+++ Given information +++
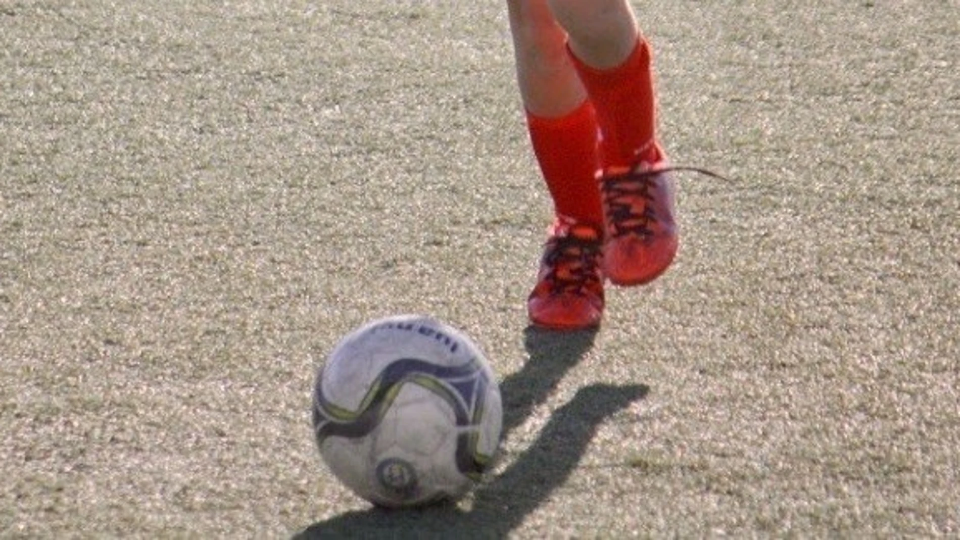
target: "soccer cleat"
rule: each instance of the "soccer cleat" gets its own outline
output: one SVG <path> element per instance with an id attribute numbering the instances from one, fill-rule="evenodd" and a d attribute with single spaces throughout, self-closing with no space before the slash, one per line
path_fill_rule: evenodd
<path id="1" fill-rule="evenodd" d="M 606 225 L 603 272 L 615 285 L 649 283 L 677 254 L 671 170 L 660 159 L 608 168 L 600 176 Z"/>
<path id="2" fill-rule="evenodd" d="M 530 320 L 545 328 L 578 330 L 600 323 L 604 292 L 603 233 L 558 218 L 540 259 L 537 286 L 527 299 Z"/>

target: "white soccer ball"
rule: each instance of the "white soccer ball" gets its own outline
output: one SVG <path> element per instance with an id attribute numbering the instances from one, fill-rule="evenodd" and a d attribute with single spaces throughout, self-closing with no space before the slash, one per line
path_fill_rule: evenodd
<path id="1" fill-rule="evenodd" d="M 502 422 L 500 389 L 483 353 L 425 317 L 390 317 L 351 332 L 314 385 L 324 460 L 383 506 L 463 497 L 491 465 Z"/>

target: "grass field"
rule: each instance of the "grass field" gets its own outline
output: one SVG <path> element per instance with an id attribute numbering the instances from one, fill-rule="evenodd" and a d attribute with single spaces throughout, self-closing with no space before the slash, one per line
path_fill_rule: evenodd
<path id="1" fill-rule="evenodd" d="M 0 0 L 0 537 L 960 534 L 960 3 L 636 7 L 674 161 L 732 181 L 557 335 L 500 1 Z M 406 312 L 506 437 L 384 512 L 310 389 Z"/>

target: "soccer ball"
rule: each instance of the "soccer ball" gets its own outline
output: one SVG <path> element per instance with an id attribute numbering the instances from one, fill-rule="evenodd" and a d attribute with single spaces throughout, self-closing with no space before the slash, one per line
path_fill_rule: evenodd
<path id="1" fill-rule="evenodd" d="M 346 336 L 317 373 L 313 427 L 333 474 L 374 505 L 466 495 L 499 445 L 500 389 L 467 336 L 390 317 Z"/>

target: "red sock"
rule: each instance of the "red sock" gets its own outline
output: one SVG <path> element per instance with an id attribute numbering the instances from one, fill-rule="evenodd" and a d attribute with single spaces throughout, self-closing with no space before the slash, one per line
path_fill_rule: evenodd
<path id="1" fill-rule="evenodd" d="M 596 69 L 567 53 L 596 107 L 604 166 L 629 167 L 637 159 L 656 161 L 657 125 L 650 46 L 638 39 L 633 53 L 618 66 Z"/>
<path id="2" fill-rule="evenodd" d="M 585 101 L 558 118 L 528 111 L 527 128 L 557 214 L 602 227 L 603 209 L 596 183 L 599 132 L 592 104 Z"/>

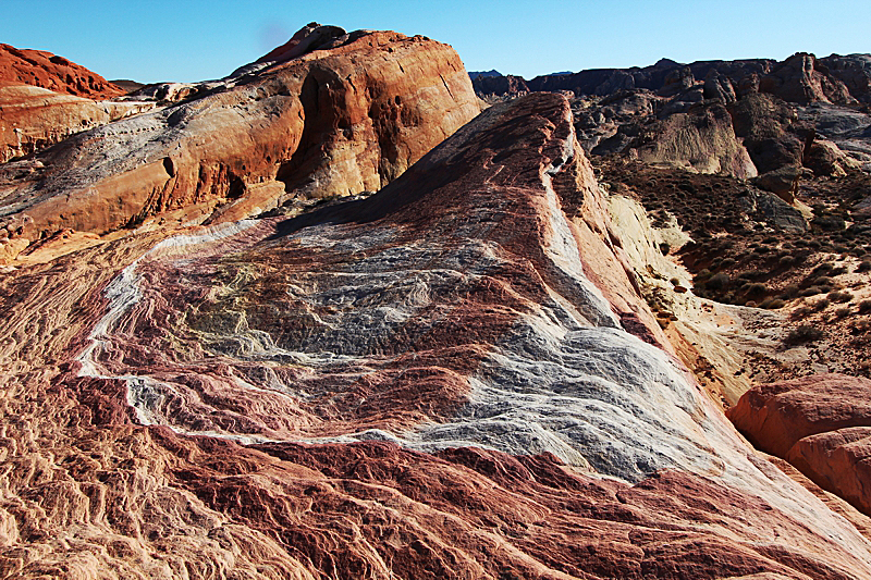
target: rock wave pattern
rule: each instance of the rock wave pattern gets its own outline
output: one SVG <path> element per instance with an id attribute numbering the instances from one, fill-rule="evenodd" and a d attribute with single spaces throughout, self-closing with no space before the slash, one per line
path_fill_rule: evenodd
<path id="1" fill-rule="evenodd" d="M 125 268 L 83 303 L 74 360 L 30 377 L 50 384 L 27 412 L 57 417 L 33 429 L 77 451 L 3 440 L 57 465 L 3 490 L 0 572 L 871 578 L 869 541 L 622 328 L 572 121 L 530 95 L 363 201 L 107 249 Z M 98 251 L 20 284 L 51 295 Z M 52 308 L 30 324 L 49 344 L 73 307 Z"/>

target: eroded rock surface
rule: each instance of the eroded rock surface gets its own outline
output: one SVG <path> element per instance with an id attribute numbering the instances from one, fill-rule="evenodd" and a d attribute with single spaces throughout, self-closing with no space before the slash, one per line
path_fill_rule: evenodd
<path id="1" fill-rule="evenodd" d="M 194 97 L 7 164 L 2 213 L 38 235 L 105 233 L 183 208 L 240 219 L 372 192 L 479 111 L 451 47 L 396 33 L 343 35 Z"/>
<path id="2" fill-rule="evenodd" d="M 657 346 L 604 206 L 537 94 L 366 200 L 5 276 L 0 570 L 871 578 Z"/>
<path id="3" fill-rule="evenodd" d="M 0 85 L 29 85 L 95 100 L 124 95 L 121 87 L 63 57 L 3 44 L 0 44 Z"/>
<path id="4" fill-rule="evenodd" d="M 820 374 L 760 385 L 728 416 L 759 448 L 871 514 L 871 381 Z"/>
<path id="5" fill-rule="evenodd" d="M 151 108 L 63 57 L 0 45 L 0 162 Z"/>

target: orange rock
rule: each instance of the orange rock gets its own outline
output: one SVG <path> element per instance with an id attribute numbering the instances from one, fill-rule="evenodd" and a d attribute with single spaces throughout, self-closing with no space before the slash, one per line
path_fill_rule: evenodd
<path id="1" fill-rule="evenodd" d="M 102 233 L 255 190 L 252 211 L 377 190 L 480 110 L 447 45 L 355 33 L 331 46 L 20 162 L 0 178 L 0 203 L 42 234 Z"/>
<path id="2" fill-rule="evenodd" d="M 97 73 L 63 57 L 3 44 L 0 44 L 0 85 L 30 85 L 98 100 L 125 92 Z"/>
<path id="3" fill-rule="evenodd" d="M 759 448 L 871 515 L 871 381 L 818 374 L 757 386 L 728 417 Z"/>
<path id="4" fill-rule="evenodd" d="M 756 386 L 728 418 L 753 445 L 786 457 L 799 440 L 847 427 L 871 427 L 871 381 L 814 374 Z"/>

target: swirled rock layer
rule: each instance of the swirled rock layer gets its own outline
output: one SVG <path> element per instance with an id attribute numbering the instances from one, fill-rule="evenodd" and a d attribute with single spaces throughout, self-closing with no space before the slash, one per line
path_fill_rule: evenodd
<path id="1" fill-rule="evenodd" d="M 8 164 L 0 214 L 26 213 L 40 236 L 105 233 L 183 208 L 194 208 L 186 221 L 232 221 L 292 198 L 373 192 L 479 112 L 447 45 L 334 40 Z"/>
<path id="2" fill-rule="evenodd" d="M 536 94 L 364 201 L 3 280 L 0 570 L 871 578 L 660 347 L 602 203 Z"/>
<path id="3" fill-rule="evenodd" d="M 728 417 L 759 448 L 871 514 L 871 381 L 832 373 L 760 385 Z"/>

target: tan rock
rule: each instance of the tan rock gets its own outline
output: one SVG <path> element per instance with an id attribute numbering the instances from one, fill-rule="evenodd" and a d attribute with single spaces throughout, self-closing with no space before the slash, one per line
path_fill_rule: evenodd
<path id="1" fill-rule="evenodd" d="M 245 78 L 78 135 L 39 156 L 42 170 L 21 162 L 0 180 L 4 211 L 26 210 L 39 232 L 102 233 L 253 189 L 252 208 L 377 190 L 479 112 L 451 47 L 396 33 Z"/>

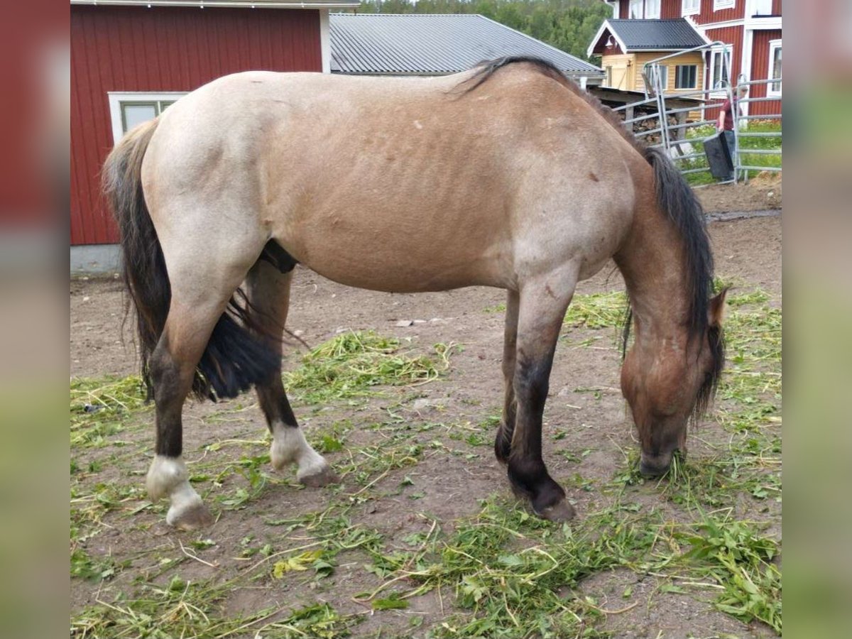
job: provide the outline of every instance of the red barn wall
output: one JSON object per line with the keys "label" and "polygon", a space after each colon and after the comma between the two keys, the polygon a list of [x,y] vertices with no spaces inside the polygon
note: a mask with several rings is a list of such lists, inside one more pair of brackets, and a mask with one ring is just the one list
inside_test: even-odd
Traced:
{"label": "red barn wall", "polygon": [[702,0],[701,12],[692,16],[696,24],[705,25],[708,22],[724,22],[728,20],[740,20],[746,16],[746,0],[736,0],[730,9],[713,10],[713,0]]}
{"label": "red barn wall", "polygon": [[[754,46],[751,49],[751,68],[750,70],[752,80],[765,80],[769,72],[769,41],[780,40],[780,30],[756,31],[754,32]],[[766,97],[766,84],[755,84],[751,87],[750,97]],[[750,115],[773,115],[781,112],[780,100],[769,102],[754,102],[749,106]]]}
{"label": "red barn wall", "polygon": [[317,10],[71,8],[71,243],[118,241],[100,195],[107,91],[191,91],[248,70],[321,71]]}

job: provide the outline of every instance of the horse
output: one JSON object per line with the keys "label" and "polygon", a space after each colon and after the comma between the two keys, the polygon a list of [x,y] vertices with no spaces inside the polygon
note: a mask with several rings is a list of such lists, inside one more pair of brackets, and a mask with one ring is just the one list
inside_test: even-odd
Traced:
{"label": "horse", "polygon": [[610,259],[624,276],[621,389],[643,474],[666,472],[715,393],[725,292],[711,298],[700,204],[665,153],[541,60],[426,78],[226,76],[128,133],[102,175],[156,409],[147,487],[178,528],[212,521],[182,458],[191,392],[255,387],[273,467],[338,481],[282,384],[297,263],[380,291],[507,291],[494,452],[545,519],[575,515],[542,458],[542,415],[579,281]]}

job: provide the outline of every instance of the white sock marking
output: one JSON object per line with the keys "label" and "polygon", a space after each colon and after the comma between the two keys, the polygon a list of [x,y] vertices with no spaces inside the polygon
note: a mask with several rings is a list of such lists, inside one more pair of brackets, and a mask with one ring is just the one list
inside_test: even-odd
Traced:
{"label": "white sock marking", "polygon": [[169,497],[171,507],[165,521],[171,525],[187,510],[202,504],[201,498],[189,485],[189,473],[182,457],[157,455],[146,479],[148,496],[153,501]]}
{"label": "white sock marking", "polygon": [[328,467],[322,455],[308,443],[302,429],[283,423],[277,423],[273,429],[269,456],[276,470],[284,470],[287,464],[294,462],[297,463],[296,477],[300,480],[318,475]]}

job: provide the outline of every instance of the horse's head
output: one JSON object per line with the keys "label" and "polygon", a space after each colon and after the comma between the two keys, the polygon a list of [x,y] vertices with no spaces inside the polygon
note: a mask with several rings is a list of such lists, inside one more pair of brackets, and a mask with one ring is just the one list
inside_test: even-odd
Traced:
{"label": "horse's head", "polygon": [[636,326],[621,369],[621,391],[639,432],[642,475],[665,474],[674,452],[686,452],[690,417],[712,399],[724,364],[725,293],[710,301],[706,325],[698,334],[684,327],[674,337],[660,336],[652,327]]}

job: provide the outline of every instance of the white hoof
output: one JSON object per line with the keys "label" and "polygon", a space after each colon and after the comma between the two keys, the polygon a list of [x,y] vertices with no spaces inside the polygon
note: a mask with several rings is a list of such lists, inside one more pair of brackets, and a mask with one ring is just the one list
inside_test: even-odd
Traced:
{"label": "white hoof", "polygon": [[148,469],[146,486],[152,501],[168,496],[171,505],[165,521],[169,525],[181,530],[196,530],[213,522],[207,507],[189,484],[189,473],[182,458],[155,457]]}
{"label": "white hoof", "polygon": [[276,424],[269,457],[273,468],[279,472],[291,463],[298,464],[296,479],[306,486],[325,486],[337,481],[328,462],[311,447],[298,427]]}

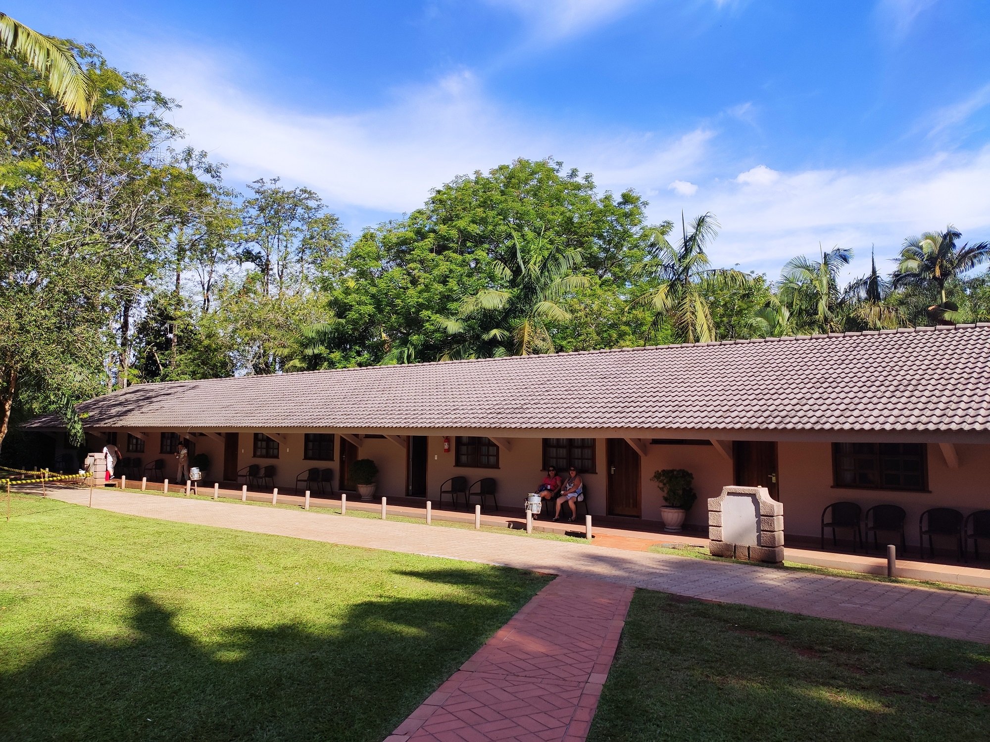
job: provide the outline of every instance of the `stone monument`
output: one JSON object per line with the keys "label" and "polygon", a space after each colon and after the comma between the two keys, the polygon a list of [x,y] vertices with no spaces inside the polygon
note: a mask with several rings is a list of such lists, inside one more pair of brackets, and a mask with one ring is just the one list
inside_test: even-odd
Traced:
{"label": "stone monument", "polygon": [[755,562],[784,561],[784,505],[765,487],[723,487],[708,501],[708,550]]}

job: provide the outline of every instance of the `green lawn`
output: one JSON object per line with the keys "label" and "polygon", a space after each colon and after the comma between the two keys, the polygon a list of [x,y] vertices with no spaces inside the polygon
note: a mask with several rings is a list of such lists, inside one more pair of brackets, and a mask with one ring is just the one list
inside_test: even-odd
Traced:
{"label": "green lawn", "polygon": [[13,514],[2,740],[380,740],[547,581],[39,498]]}
{"label": "green lawn", "polygon": [[588,737],[990,738],[990,647],[637,591]]}

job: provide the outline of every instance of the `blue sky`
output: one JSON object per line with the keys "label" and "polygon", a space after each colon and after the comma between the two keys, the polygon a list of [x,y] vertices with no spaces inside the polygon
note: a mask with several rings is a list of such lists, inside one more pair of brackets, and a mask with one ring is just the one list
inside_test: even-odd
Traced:
{"label": "blue sky", "polygon": [[980,0],[8,0],[180,101],[232,185],[315,188],[357,232],[461,173],[552,155],[654,221],[712,211],[775,276],[954,223],[990,238]]}

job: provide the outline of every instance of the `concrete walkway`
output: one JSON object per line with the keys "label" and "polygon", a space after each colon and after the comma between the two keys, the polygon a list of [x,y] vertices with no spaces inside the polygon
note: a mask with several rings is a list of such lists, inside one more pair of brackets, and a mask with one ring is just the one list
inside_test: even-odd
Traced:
+++
▶ _Problem statement_
Copy every line of the entries above that contains the word "orange".

▶ _Full response_
target: orange rock
rule: each instance of the orange rock gets its own outline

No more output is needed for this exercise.